***** DOCUMENT PASSAGE *****

Executive Summary
Companies are trying to overcome two seemingly conflicting challenges. The first is how to integrate more historical and cross-functional analytic processes into their front-line operations to take the most relevant actions against the most profitable customers. The second challenge is how to integrate more timely interactions and transactions into the back-end analytics so that strategy can be measured and fine tuned at an ever increasing pace. In order to balance these two objectives, companies are looking to push data to the process by incorporating operational data stores and data marts into their data management architectures. Unfortunately, this constant pushing of data results in more data inconsistency, more data latency, and a more fractured understanding of the business as a whole. Understanding the correct usage of the layers helps to alleviate some of the problems. However, the real solution is to integrate the data once and drive the process to the data. Having said that, and understanding the larger challenge of centralization will keep some on the distributed path, there are some guidelines to understanding how and when to use the architecture layers in an efficient, as well as an effective manner.
Author's note: This paper is a companion of the "Optimizing the Data Warehouse Layer" white paper. While this paper describes the differences and functions of the ODS and data mart layers, the other paper discusses how to best optimize your core data warehouse repository layer to minimize data movement, minimize data management costs, and increase reusability and end-user accessibility. The companion paper is available upon request.
Operational Data Stores
The operational data store is typically used as a staging area for transactional data. This is a good use of this layer. Unfortunately, the ODS often morphs into the reporting and access point for what is deemed operational data. As the front-end processes require more historical or cross-functional data, these structures become the problem rather than the solution.
ODS contains data from transactions that are 'in flight' – Many transactional systems generate data that are very raw in nature. The data may be used throughout the data within the operational systems before the data are considered 'set'. An example would be an order process where the initial order is a very high-level capture of the items and then, once the order is completed, there is validity checking, inventory checking, and data cleansing or matching before the order is considered complete and moves on to fulfillment.

*****

## WHAT YOU NEED TO DO
Write the next part of the passage on operational data stores and data marts, picking up right after its final sentence.

***** INFORMATION SUPPLIED *****

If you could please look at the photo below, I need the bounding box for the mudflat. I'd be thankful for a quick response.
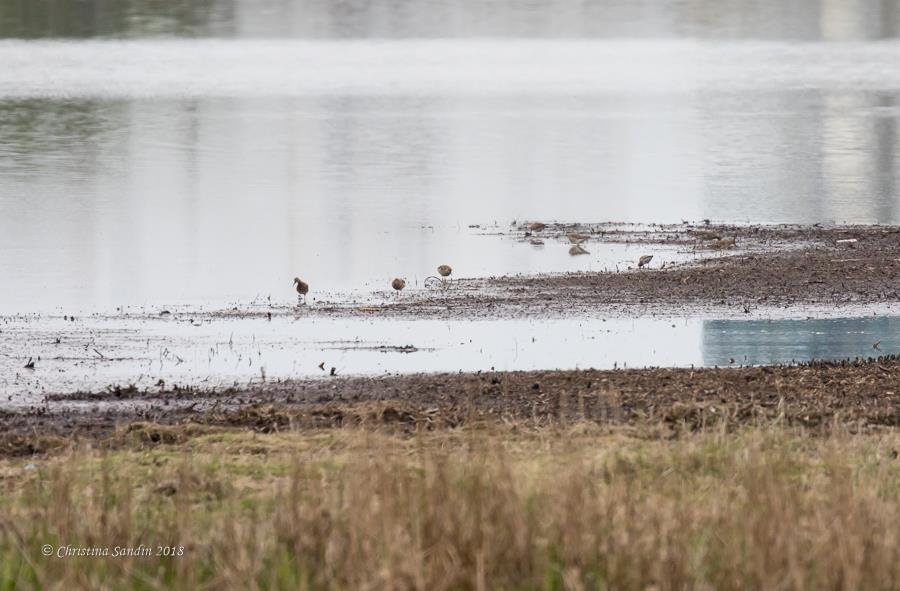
[0,357,900,454]
[260,224,900,319]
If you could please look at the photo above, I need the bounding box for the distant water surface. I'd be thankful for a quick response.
[0,0,900,312]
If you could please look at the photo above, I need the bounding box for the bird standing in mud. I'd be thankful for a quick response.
[294,277,309,306]
[566,232,590,244]
[569,244,590,256]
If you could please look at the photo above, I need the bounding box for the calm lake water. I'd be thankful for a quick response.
[0,0,900,313]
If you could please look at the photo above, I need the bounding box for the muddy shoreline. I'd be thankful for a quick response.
[0,356,900,455]
[0,224,900,454]
[193,224,900,319]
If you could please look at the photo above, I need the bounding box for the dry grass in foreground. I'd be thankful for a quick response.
[0,424,900,590]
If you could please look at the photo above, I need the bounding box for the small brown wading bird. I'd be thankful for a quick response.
[712,238,737,250]
[569,244,590,256]
[294,277,309,306]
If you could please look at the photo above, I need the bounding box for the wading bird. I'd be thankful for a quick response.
[569,244,590,256]
[294,277,309,306]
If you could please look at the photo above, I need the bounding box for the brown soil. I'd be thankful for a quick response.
[7,357,900,455]
[268,225,900,318]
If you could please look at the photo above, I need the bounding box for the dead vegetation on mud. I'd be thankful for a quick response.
[0,356,900,455]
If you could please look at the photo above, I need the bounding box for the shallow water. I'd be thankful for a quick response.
[0,314,900,406]
[0,0,900,313]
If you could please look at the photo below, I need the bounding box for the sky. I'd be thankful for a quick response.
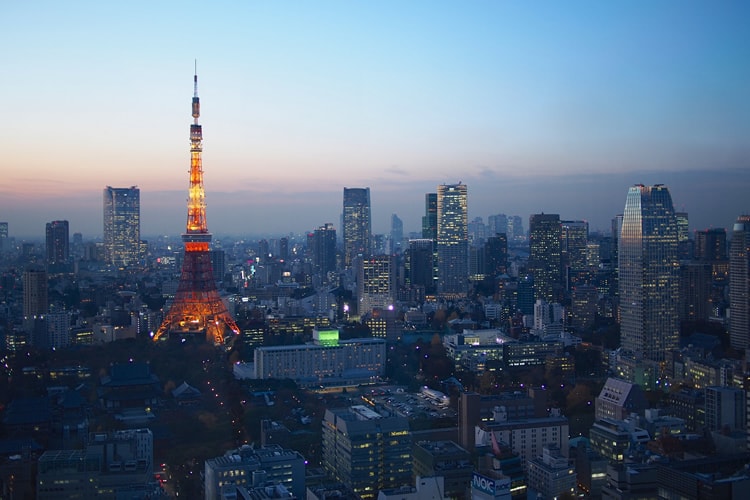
[0,0,750,239]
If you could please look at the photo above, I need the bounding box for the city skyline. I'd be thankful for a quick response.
[0,2,750,239]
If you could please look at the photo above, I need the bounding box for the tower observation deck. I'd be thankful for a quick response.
[153,74,239,345]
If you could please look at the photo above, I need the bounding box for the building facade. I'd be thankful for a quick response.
[529,214,562,302]
[343,187,372,268]
[45,220,70,273]
[357,255,396,315]
[322,405,412,500]
[104,186,141,267]
[618,184,680,363]
[437,183,469,297]
[254,338,386,387]
[729,215,750,349]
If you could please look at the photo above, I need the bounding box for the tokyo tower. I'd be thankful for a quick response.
[153,73,239,345]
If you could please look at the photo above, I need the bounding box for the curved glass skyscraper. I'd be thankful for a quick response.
[618,184,680,362]
[343,187,372,268]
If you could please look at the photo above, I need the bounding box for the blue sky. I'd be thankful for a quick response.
[0,0,750,237]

*****

## OUTPUT OF THE TASK
ODS contains data not necessary for cross-functional processes – Once the data are considered set, the next question is, "Who needs to see these data?" If this is simple workflow process, then containing the data in the ODS and sending messages to other organizations is much easier than physically moving the data to yet another staging area. To continue our example above, the order is taken and validated. A message is sent to fulfillment where the processes access the ODS, package the order, and then send the package for distribution. The distribution processes access the ODS for mailing information and so forth. Once the transaction is completely processed the data would be useful in analytics across many of the corporate business units, especially when combined with other corporate data. This is when the transaction needs to be moved from the ODS into a more cross-functional, fully-integrated data warehouse structure.
ODS contains data not available elsewhere – This is the key to keeping data consistent and auditable. Once the data are moved from the ODS, they need to be deleted from the ODS. Any subsequent process needs to access the data from the enterprise data warehouse. The data are now considered cleansed and integrated. The example here is the infamous operational report, which informs management about order processing commitments and metrics. These are after the fact reports and can be accessed easily from the warehouse. While it is called an operational report, it does not need to be generated by an operational data store. This is confusing the process with the platform.
Data Warehouse Core
As data are needed for historical analytics, cross-functional processes, or simple storage for easy access and ongoing management, they belong in what some term the "hub" or "core" data warehouse. Others have called this the enterprise data warehouse or the centralized data warehouse. Whatever the name, it means the same. This is where data are brought together to provide the integration and single version of the truth to the data which drive business analytics and processes.
The core is the integration point for data – While many believe the goal of the data warehouse is consolidation of data, the real effort is to integrate the data. Rather than simply bringing the data into a common platform, the data must be modeled and integrated to preserve data relationships and provide an application agnostic body of data. By having the data integrated and not compromised to any particular application, the environment becomes prepared to handle not only the known, but the unknown, analytics and processes. This will enable the business and operational processes to identify weak points sooner and respond quicker to new requirements.
The core contains the historical relevance and relationships – One of the great challenges, and a driver for pushing data out to data marts, is the need to preserve the what was, what is analytics as reference data changes. Questions, such as "How did Region one do last year when compared to this year?", need to have consistency if branch locations have been reassigned. The optimal way to accomplish this is through effective dates being incorporated into the reference tables. Since the historical detailed data reside in the core, and the reference data can be managed in the core reference tables, analytics are allowed to run any point of time reporting. The other benefit to having historical relevance in the core data model is the enabling of Master Data Management across the organization.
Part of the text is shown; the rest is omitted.